== Supplied data ==
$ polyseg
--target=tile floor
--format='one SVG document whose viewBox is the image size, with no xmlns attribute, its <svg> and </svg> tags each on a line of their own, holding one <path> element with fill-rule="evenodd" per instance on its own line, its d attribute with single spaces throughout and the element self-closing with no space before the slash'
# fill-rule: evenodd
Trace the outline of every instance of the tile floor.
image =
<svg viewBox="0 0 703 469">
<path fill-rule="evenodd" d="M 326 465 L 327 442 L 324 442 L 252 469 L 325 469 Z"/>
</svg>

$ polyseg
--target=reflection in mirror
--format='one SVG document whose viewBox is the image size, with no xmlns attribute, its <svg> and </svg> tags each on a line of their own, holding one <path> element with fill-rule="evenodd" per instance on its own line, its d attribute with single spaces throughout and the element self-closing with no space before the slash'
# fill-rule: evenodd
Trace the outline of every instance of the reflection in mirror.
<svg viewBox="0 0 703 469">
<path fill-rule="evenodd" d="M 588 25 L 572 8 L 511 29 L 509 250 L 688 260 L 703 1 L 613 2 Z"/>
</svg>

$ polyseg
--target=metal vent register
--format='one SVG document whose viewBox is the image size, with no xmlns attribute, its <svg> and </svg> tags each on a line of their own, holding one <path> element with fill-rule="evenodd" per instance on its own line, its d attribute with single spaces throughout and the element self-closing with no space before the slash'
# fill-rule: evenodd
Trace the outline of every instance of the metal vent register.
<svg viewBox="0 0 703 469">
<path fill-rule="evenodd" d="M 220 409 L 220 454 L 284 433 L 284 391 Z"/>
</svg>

== Your objective ==
All of the records must be repeated exactly.

== Final answer ==
$ polyseg
--target=tile floor
--format='one SVG document whose viewBox is the image size, with no xmlns attribute, its <svg> and </svg> tags each on a line of their own, holding one <path> element with fill-rule="evenodd" per instance on its own line, its d attribute with single spaces throughout and the element self-closing with no space before the slash'
# fill-rule: evenodd
Trace the outline of every instance of the tile floor.
image =
<svg viewBox="0 0 703 469">
<path fill-rule="evenodd" d="M 326 465 L 327 442 L 324 442 L 252 469 L 325 469 Z"/>
</svg>

$ polyseg
--target=reflection in mirror
--format='one SVG document whose viewBox is the image size, with no xmlns attribute, its <svg> and </svg> tags each on a line of their own, holding one <path> element with fill-rule="evenodd" per instance on its own line, its d attribute with single spaces throughout and the element self-closing with no space before the slash'
# fill-rule: evenodd
Trace the outline of every instance of the reflection in mirror.
<svg viewBox="0 0 703 469">
<path fill-rule="evenodd" d="M 588 25 L 572 8 L 511 29 L 509 250 L 688 260 L 703 1 L 613 2 Z"/>
</svg>

$ polyseg
--target=metal vent register
--format='one SVG document whose viewBox is the image size, with no xmlns attribute, its <svg> and </svg> tags each on a line of their own, holding one <path> element with fill-rule="evenodd" per instance on its own line, its d attribute with single spaces throughout and the element self-closing with no space before the slash'
# fill-rule: evenodd
Trace the outline of every instance of the metal vent register.
<svg viewBox="0 0 703 469">
<path fill-rule="evenodd" d="M 220 409 L 220 454 L 284 433 L 284 391 Z"/>
</svg>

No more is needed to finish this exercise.